**Exercise brief:**
Will you give the material below again, every line exactly as it is?

(Named-object pointing records)

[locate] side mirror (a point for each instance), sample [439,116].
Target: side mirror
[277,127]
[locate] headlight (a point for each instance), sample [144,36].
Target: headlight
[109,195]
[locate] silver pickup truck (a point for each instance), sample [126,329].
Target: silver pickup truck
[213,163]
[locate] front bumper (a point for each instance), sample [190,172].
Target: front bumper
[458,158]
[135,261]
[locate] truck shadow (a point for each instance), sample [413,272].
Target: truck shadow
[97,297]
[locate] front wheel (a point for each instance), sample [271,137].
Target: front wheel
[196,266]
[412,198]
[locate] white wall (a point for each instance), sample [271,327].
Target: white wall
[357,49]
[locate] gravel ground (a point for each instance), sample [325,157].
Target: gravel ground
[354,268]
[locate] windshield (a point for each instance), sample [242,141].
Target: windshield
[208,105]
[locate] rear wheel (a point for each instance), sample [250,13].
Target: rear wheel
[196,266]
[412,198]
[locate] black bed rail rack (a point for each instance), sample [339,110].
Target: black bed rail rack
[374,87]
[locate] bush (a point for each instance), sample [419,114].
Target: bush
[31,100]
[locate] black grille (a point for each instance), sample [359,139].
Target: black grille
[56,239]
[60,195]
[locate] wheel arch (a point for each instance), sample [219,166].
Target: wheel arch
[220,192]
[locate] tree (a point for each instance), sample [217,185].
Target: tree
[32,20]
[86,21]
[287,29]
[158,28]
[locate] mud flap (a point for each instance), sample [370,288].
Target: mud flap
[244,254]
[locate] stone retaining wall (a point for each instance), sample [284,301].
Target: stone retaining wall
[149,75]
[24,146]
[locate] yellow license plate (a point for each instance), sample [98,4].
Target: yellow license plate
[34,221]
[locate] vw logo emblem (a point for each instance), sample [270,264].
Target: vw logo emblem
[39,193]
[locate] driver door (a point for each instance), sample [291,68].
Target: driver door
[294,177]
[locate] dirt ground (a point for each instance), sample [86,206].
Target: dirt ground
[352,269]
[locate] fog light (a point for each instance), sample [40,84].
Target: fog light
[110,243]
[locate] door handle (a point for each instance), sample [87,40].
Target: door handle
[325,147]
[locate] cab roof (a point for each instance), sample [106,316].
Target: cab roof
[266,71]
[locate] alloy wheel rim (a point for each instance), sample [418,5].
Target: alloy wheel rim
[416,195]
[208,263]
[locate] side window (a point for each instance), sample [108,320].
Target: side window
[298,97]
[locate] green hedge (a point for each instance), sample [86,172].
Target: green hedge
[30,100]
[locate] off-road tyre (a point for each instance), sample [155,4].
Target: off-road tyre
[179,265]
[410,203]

**Worked answer:**
[locate] side mirror (a point for each instance), sample [439,116].
Target: side mirror
[277,127]
[locate] headlight (a point for each instance), sample [144,36].
Target: headlight
[109,195]
[locate] silver pickup truck (a point for each instance), sample [126,329].
Target: silver pickup truck
[213,163]
[locate] front bumper (a point for each instance), sample [190,172].
Target: front bumper
[458,158]
[135,261]
[locate] truck shadow (a point for each instance), sample [413,272].
Target: truck shadow
[97,297]
[locate] front wheel (a point for each instance), sample [271,137].
Target: front wheel
[196,266]
[412,198]
[locate] white wall (a point for each instance), sample [271,327].
Target: white wall
[357,49]
[locate] gravel ground (a point for each instance), sample [325,157].
Target: gravel ground
[354,268]
[locate] windshield (a point for each instance), sample [242,141].
Target: windshield
[208,105]
[locate] rear wheel (a point for each instance), sample [250,13].
Target: rear wheel
[196,266]
[412,198]
[locate] black bed rail rack (a point for each instance), sample [339,110].
Target: black bed rail rack
[374,87]
[locate] bush (a point for each instance), sample [419,114].
Target: bush
[31,100]
[locate] black grille (a point for each instance), sample [359,139].
Target: black grille
[56,239]
[60,195]
[locate] wheel arch (a point for each instance), sample [219,166].
Target: wheel arch
[220,192]
[locate] tree (a point for each instance), sample [217,185].
Target: tree
[32,20]
[86,21]
[287,29]
[158,28]
[locate] mud flap (a point for each instance), sample [370,288].
Target: mud flap
[244,254]
[locate] stone retaining wall (a point for each instance), sample [284,301].
Target: stone retaining wall
[149,75]
[24,146]
[locate] yellow license plate (a point for each instance), sample [98,4].
Target: yellow license plate
[34,221]
[locate] vw logo emblem (a point for each instance), sample [270,264].
Target: vw logo emblem
[39,193]
[locate] driver door (a point for each instance), sample [291,68].
Target: driver door
[294,177]
[locate] dirt ground (a point for each instance), sample [86,206].
Target: dirt ground
[352,269]
[locate] fog light (a point for each instance), sample [40,84].
Target: fog light
[110,243]
[locate] door handle (a point for each instance), sample [87,40].
Target: door handle
[325,147]
[locate] cab roof (a point for each instance), sample [106,316].
Target: cab roof
[266,71]
[locate] alloy wheel rim (a point for each instance), sample [418,5].
Target: alloy wheel rim
[416,195]
[208,263]
[locate] side window (a point for each instance), sample [108,320].
Target: side window
[298,97]
[locate] green hedge (a point for each instance), sample [86,172].
Target: green hedge
[30,100]
[locate] off-road tyre (a point for each instance), sample [155,4].
Target: off-road tyre
[179,265]
[410,203]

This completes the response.